■ **What you have to do**: Could you output each line below precisely as it stands, without the images?

■ **Records for processing**:
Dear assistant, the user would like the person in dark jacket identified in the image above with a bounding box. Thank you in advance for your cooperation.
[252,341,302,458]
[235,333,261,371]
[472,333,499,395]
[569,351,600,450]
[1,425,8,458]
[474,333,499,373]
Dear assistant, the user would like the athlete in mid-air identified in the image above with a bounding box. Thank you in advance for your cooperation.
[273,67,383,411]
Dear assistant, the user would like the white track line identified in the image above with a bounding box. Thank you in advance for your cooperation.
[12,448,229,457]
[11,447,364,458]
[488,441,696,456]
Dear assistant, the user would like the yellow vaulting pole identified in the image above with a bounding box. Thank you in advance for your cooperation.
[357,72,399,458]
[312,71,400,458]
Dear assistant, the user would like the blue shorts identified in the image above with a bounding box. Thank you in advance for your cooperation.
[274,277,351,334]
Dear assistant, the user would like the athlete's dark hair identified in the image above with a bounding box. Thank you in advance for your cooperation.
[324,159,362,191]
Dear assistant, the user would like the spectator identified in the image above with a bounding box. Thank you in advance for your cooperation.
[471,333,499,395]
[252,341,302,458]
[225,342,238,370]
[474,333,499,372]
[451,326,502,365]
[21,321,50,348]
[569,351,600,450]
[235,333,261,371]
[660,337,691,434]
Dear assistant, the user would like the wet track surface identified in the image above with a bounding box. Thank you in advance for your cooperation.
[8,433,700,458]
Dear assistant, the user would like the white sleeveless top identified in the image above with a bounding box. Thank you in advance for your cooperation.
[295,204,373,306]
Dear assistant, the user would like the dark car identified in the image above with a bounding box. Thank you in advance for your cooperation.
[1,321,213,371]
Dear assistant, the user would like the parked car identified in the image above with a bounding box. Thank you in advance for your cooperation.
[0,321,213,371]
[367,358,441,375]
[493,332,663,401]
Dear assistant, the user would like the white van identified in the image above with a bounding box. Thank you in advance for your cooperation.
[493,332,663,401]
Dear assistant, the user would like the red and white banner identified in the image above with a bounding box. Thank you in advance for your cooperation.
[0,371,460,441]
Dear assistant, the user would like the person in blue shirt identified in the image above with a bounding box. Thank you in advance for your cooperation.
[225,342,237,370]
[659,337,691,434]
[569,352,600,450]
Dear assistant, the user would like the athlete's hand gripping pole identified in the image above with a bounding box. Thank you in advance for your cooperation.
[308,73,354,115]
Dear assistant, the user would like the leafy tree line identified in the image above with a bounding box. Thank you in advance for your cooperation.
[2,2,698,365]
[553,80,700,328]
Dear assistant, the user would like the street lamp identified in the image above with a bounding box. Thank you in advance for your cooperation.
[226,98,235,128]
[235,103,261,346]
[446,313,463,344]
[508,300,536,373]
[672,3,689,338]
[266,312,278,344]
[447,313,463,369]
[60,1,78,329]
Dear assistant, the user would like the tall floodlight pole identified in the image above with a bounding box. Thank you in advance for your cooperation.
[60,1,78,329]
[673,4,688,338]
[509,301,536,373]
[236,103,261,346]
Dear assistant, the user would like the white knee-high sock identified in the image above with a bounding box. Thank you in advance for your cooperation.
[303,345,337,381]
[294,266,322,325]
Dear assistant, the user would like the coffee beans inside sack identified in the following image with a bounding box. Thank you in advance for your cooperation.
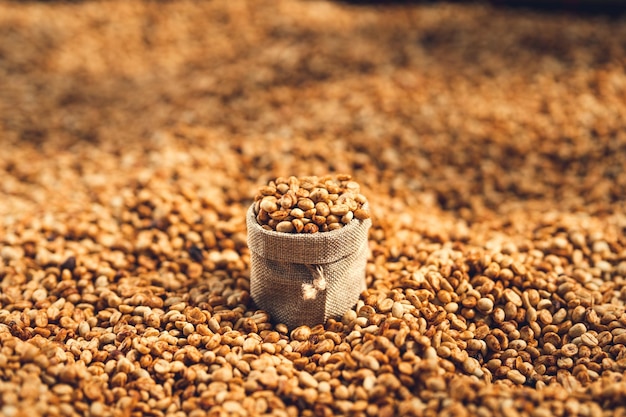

■ **Solved problem**:
Dear assistant, the user would like the person in dark jacket identified in the image above with a bounding box. Thank you in advance for your cooperation.
[252,341,302,458]
[235,333,261,371]
[472,333,499,395]
[569,351,600,450]
[1,425,8,458]
[474,333,499,373]
Dear assistant, the user would like the athlete in mid-air identified in the image above with a bounding box. Thank you in advance for your cooperation.
[273,67,383,411]
Dear assistant, the user would like the white track line identified in the image above with a bounding box. Thank you in advance for your cooperation.
[12,448,229,457]
[11,447,364,458]
[488,441,696,456]
Dear assistant, the user would like the yellow vaulting pole identified in the image above with a bounding box. Thank you in advance for your cooperation.
[357,72,399,458]
[312,71,400,458]
Dear assistant, the user would like the blue shorts identified in the image above with a bounding box. Thank you in advance for your cooperation.
[274,277,351,334]
Dear assistant, the user would like the athlete's dark hair identified in the image above with a bounding box. Thank you in advance for your cooperation.
[324,159,362,191]
Dear assistant, the user would like the spectator identified in the image above with a bounding box. Thank you in advance for your cooperation.
[471,333,499,395]
[252,341,302,458]
[225,342,238,370]
[474,333,499,372]
[451,326,502,365]
[21,321,50,348]
[569,351,600,450]
[235,333,261,371]
[660,337,691,434]
Dear assistant, the user would like the wet track surface identified in the image above with a bounding box. Thank you in advance for your cooperation.
[8,433,700,458]
Dear assistant, the user would like the white sleeveless top identified in the image above with a bounding box. Thank you in advance for your cooperation.
[295,204,373,306]
Dear assistant, the user would like the dark car identified in the image above with a bounding box. Thank you in advance for your cooperation.
[1,321,213,371]
Dear assistant, the user would like the parked car identified in the image above with a bounding box. Thank you in advance for your cooperation.
[0,321,213,371]
[367,358,441,375]
[493,332,663,401]
Dear assistant, the user would like the white van identified in the image above with a bounding box. Thank you in advance for your cooperation.
[493,332,663,401]
Dear assistant, the user would like the red and white banner identified in the image above with a bounding box. Thank you in advance for your cooperation.
[0,371,460,441]
Dear assistant, the user would like the person in blue shirt identified in the image above with a bounding box. Thank you in advance for your cooperation.
[225,342,237,370]
[659,337,691,434]
[569,352,600,450]
Dear assistant, the user would like the athlete's hand gripping pole identified in the image above with a bounding box. Thank you in advance for your cooperation.
[308,73,354,115]
Dear assistant, the user would like the leafy tree line identified in the image above with a bounding box. Thank you in advance for your cooperation.
[2,2,698,365]
[553,80,700,328]
Dear assistant, the user would like the street lamp identified in the image above with a bounding box. Thank you in advance for your cooperation.
[226,98,235,128]
[235,103,261,346]
[446,313,463,344]
[508,300,536,373]
[672,3,689,338]
[266,312,278,344]
[447,313,463,369]
[60,1,78,329]
Dear assistant, the user would like the tall floodlight pole identified in the image above with a bounding box. Thank you in advance for your cooperation.
[60,1,78,329]
[673,4,688,338]
[509,301,536,373]
[236,103,261,346]
Dear assistant, the user would like the white knee-high sock identified in the image above with a bounding box. Thank you in advance for your cooperation.
[303,345,337,381]
[294,266,322,325]
Dear assistant, the user would like the coffee beans inside sack identified in the following image with a bounding box. Thank you in advance for your cooperation.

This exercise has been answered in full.